◆ **Do this**
Transcribe the lines below verbatim, keeping every character, space and line break unchanged.

:: Supplied information ::

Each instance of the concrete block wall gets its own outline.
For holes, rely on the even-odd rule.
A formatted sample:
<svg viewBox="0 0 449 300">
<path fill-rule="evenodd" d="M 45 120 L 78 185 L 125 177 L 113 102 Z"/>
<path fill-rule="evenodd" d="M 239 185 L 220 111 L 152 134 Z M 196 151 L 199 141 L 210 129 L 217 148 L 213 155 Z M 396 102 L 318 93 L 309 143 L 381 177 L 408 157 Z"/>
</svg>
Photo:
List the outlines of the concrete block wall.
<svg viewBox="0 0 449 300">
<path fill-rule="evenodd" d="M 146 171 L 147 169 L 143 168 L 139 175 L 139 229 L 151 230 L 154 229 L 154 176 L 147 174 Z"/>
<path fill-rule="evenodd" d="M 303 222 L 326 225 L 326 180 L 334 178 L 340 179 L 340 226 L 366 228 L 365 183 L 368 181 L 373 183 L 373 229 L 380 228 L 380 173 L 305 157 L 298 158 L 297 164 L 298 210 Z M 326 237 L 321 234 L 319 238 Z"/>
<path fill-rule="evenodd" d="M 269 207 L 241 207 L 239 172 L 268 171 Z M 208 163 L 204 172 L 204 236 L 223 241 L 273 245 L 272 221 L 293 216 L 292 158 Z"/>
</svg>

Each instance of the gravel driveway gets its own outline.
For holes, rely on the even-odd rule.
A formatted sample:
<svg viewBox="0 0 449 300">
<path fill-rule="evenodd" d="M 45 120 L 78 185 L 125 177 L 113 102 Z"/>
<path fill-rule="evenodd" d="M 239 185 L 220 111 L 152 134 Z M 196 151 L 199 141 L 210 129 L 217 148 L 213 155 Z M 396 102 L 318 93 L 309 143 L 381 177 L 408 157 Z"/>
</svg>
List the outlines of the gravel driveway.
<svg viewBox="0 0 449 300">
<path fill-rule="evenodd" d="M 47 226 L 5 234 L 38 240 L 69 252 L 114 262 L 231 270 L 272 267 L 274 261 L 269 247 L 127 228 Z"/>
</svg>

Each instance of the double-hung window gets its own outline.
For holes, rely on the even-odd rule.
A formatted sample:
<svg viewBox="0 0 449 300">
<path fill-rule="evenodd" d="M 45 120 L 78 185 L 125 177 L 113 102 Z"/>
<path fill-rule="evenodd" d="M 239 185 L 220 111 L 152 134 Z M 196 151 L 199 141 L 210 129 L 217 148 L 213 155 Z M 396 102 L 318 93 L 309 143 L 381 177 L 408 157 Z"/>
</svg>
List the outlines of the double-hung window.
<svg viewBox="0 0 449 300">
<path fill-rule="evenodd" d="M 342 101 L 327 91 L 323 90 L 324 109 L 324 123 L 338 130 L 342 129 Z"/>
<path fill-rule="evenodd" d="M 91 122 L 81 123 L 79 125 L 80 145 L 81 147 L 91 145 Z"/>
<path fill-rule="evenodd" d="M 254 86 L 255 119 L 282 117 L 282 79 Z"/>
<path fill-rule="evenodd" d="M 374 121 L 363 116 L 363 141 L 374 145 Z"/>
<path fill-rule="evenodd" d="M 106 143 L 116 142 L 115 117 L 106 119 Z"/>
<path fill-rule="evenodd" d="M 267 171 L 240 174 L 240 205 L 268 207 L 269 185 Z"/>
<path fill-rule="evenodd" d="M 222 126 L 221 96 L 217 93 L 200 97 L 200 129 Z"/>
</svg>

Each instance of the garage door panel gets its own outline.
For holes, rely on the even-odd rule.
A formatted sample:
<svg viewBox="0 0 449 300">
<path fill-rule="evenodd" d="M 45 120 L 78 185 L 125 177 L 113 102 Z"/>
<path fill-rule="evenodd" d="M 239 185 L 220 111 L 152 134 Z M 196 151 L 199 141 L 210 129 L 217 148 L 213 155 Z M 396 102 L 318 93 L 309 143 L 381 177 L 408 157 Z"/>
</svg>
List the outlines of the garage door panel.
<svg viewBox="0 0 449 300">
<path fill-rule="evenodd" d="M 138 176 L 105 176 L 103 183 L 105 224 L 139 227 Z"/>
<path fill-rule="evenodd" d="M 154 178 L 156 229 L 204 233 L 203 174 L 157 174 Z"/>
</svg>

:::

◆ **Written reply**
Each instance of the concrete block wall gets its own outline.
For holes, rely on the even-odd rule.
A formatted sample:
<svg viewBox="0 0 449 300">
<path fill-rule="evenodd" d="M 45 120 L 78 185 L 125 177 L 113 102 Z"/>
<path fill-rule="evenodd" d="M 239 185 L 220 111 L 152 134 Z M 196 151 L 199 141 L 210 129 L 217 148 L 213 155 Z M 396 102 L 318 93 L 309 143 L 381 177 L 408 157 Z"/>
</svg>
Photo:
List the outlines of the concrete block wall.
<svg viewBox="0 0 449 300">
<path fill-rule="evenodd" d="M 146 171 L 147 169 L 143 168 L 139 175 L 139 229 L 151 230 L 154 229 L 154 176 L 147 174 Z"/>
<path fill-rule="evenodd" d="M 303 222 L 326 225 L 326 180 L 334 178 L 340 179 L 340 226 L 366 228 L 365 183 L 368 181 L 373 183 L 373 229 L 380 228 L 380 173 L 305 157 L 298 158 L 297 164 L 298 210 Z M 326 237 L 321 234 L 319 238 Z"/>
<path fill-rule="evenodd" d="M 269 207 L 241 207 L 239 172 L 268 171 Z M 208 163 L 204 172 L 204 236 L 223 241 L 273 245 L 272 221 L 293 216 L 292 158 Z"/>
</svg>

Each instance of the gravel driveway gets its own outline.
For holes, rely on the even-odd rule.
A formatted sample:
<svg viewBox="0 0 449 300">
<path fill-rule="evenodd" d="M 45 120 L 78 185 L 125 177 L 113 102 Z"/>
<path fill-rule="evenodd" d="M 239 185 L 220 111 L 152 134 Z M 196 151 L 199 141 L 210 129 L 217 148 L 213 155 Z M 396 102 L 318 93 L 309 143 L 381 177 L 408 157 Z"/>
</svg>
List the outlines of the gravel driveway.
<svg viewBox="0 0 449 300">
<path fill-rule="evenodd" d="M 47 226 L 5 234 L 38 240 L 69 252 L 114 262 L 231 270 L 272 267 L 274 261 L 269 247 L 127 228 Z"/>
</svg>

Each instance of the double-hung window gets its own outline.
For holes, rely on the even-odd rule.
A formatted sample:
<svg viewBox="0 0 449 300">
<path fill-rule="evenodd" d="M 45 120 L 78 185 L 125 177 L 113 102 Z"/>
<path fill-rule="evenodd" d="M 239 185 L 220 111 L 152 134 Z M 196 151 L 199 141 L 210 129 L 217 148 L 213 155 Z M 396 102 L 318 93 L 309 143 L 381 177 L 408 157 Z"/>
</svg>
List the outlines of the double-hung window.
<svg viewBox="0 0 449 300">
<path fill-rule="evenodd" d="M 342 101 L 327 91 L 323 90 L 324 109 L 324 123 L 338 130 L 342 129 Z"/>
<path fill-rule="evenodd" d="M 91 122 L 81 123 L 79 125 L 80 145 L 81 147 L 91 145 Z"/>
<path fill-rule="evenodd" d="M 254 86 L 255 119 L 282 117 L 282 79 Z"/>
<path fill-rule="evenodd" d="M 374 121 L 363 116 L 363 141 L 374 145 Z"/>
<path fill-rule="evenodd" d="M 106 143 L 116 142 L 115 117 L 106 119 Z"/>
<path fill-rule="evenodd" d="M 267 171 L 240 174 L 240 205 L 268 207 L 269 185 Z"/>
<path fill-rule="evenodd" d="M 222 126 L 221 96 L 217 93 L 200 97 L 200 129 Z"/>
</svg>

Each instance of the garage door panel gets its own outline.
For holes, rely on the even-odd rule.
A formatted sample:
<svg viewBox="0 0 449 300">
<path fill-rule="evenodd" d="M 45 120 L 78 185 L 125 177 L 113 102 Z"/>
<path fill-rule="evenodd" d="M 239 185 L 220 111 L 152 134 Z M 196 151 L 199 141 L 210 129 L 217 148 L 213 155 Z M 396 102 L 318 93 L 309 143 L 381 177 L 408 157 Z"/>
</svg>
List the outlines of the garage door panel.
<svg viewBox="0 0 449 300">
<path fill-rule="evenodd" d="M 138 176 L 105 176 L 103 183 L 105 224 L 139 227 Z"/>
<path fill-rule="evenodd" d="M 154 178 L 156 229 L 204 233 L 203 174 L 157 174 Z"/>
</svg>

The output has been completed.